__Work to complete__
Write the records below as a two-column CSV headed input and output, with a row for each text-and-answer pair: the text in input and its answer in output, every field in double quotes and line breaks replaced by spaces. Cover all the records and leave out the pictures.

__Dataset records__
------------------------------------
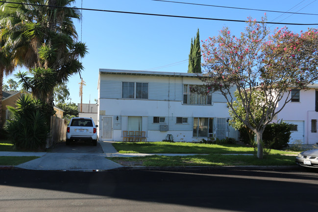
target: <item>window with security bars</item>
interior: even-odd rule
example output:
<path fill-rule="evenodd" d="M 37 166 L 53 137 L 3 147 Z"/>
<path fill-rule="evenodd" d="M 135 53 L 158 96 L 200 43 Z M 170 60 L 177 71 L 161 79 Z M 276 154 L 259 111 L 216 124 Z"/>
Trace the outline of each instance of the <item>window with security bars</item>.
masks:
<path fill-rule="evenodd" d="M 297 124 L 291 124 L 291 131 L 298 131 L 298 125 Z"/>
<path fill-rule="evenodd" d="M 317 132 L 317 119 L 311 119 L 311 132 Z"/>
<path fill-rule="evenodd" d="M 183 124 L 188 123 L 188 118 L 183 117 L 177 117 L 177 124 Z"/>
<path fill-rule="evenodd" d="M 213 118 L 193 118 L 193 137 L 209 137 L 213 134 Z"/>
<path fill-rule="evenodd" d="M 299 89 L 292 89 L 291 98 L 293 102 L 299 102 L 300 101 Z"/>
<path fill-rule="evenodd" d="M 196 92 L 192 91 L 192 88 Z M 211 105 L 212 96 L 207 91 L 206 87 L 203 85 L 183 85 L 183 104 Z"/>

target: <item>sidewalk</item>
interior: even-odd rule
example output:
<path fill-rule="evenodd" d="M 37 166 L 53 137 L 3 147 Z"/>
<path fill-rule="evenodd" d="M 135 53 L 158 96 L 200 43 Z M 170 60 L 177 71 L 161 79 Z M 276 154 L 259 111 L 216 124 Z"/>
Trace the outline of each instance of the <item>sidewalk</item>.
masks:
<path fill-rule="evenodd" d="M 40 158 L 14 166 L 15 168 L 31 170 L 98 171 L 114 169 L 294 169 L 296 165 L 288 166 L 187 166 L 145 167 L 124 166 L 105 158 L 115 157 L 140 157 L 150 155 L 168 156 L 195 155 L 197 154 L 120 154 L 112 145 L 113 141 L 98 141 L 103 153 L 76 153 L 28 152 L 0 152 L 0 156 L 37 156 Z M 204 154 L 207 155 L 207 154 Z M 237 154 L 234 154 L 237 155 Z M 251 154 L 245 155 L 252 155 Z M 12 166 L 0 166 L 0 168 L 12 168 Z"/>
------------------------------------
__The output__
input,output
"target: <item>window with security bars</item> interior: even-odd rule example output: <path fill-rule=""evenodd"" d=""M 37 166 L 53 137 L 3 147 Z""/> <path fill-rule=""evenodd"" d=""M 135 53 L 158 96 L 200 43 Z M 170 60 L 177 71 L 161 79 Z M 276 154 L 259 111 L 216 124 Z""/> Trace the outline of each instance of the <item>window with security bars</item>. masks:","<path fill-rule=""evenodd"" d=""M 297 124 L 291 124 L 291 131 L 298 131 L 298 125 Z""/> <path fill-rule=""evenodd"" d=""M 317 132 L 317 119 L 311 119 L 311 132 Z""/> <path fill-rule=""evenodd"" d=""M 183 124 L 188 123 L 188 118 L 183 117 L 177 117 L 177 124 Z""/> <path fill-rule=""evenodd"" d=""M 213 118 L 193 118 L 193 137 L 209 137 L 213 134 Z""/> <path fill-rule=""evenodd"" d=""M 299 89 L 292 89 L 291 98 L 293 102 L 299 102 L 300 101 Z""/> <path fill-rule=""evenodd"" d=""M 196 92 L 192 91 L 192 88 Z M 211 105 L 212 96 L 207 91 L 206 87 L 203 85 L 183 85 L 183 104 Z""/>"
"target: <item>sidewalk</item> interior: even-odd rule example output: <path fill-rule=""evenodd"" d=""M 37 166 L 53 137 L 3 147 Z""/> <path fill-rule=""evenodd"" d=""M 135 53 L 158 96 L 200 43 Z M 170 60 L 177 71 L 161 79 Z M 276 154 L 259 111 L 216 124 Z""/> Trace the outline of each instance of the <item>sidewalk</item>. masks:","<path fill-rule=""evenodd"" d=""M 40 158 L 14 166 L 15 168 L 31 170 L 98 171 L 114 169 L 294 169 L 296 165 L 288 166 L 187 166 L 145 167 L 124 166 L 105 158 L 115 157 L 140 157 L 150 155 L 168 156 L 195 155 L 197 154 L 120 154 L 112 145 L 113 141 L 98 141 L 103 153 L 76 153 L 28 152 L 0 152 L 0 156 L 37 156 Z M 204 154 L 207 155 L 207 154 Z M 237 154 L 234 154 L 237 155 Z M 251 154 L 245 155 L 252 155 Z M 12 166 L 0 166 L 0 168 L 12 168 Z""/>"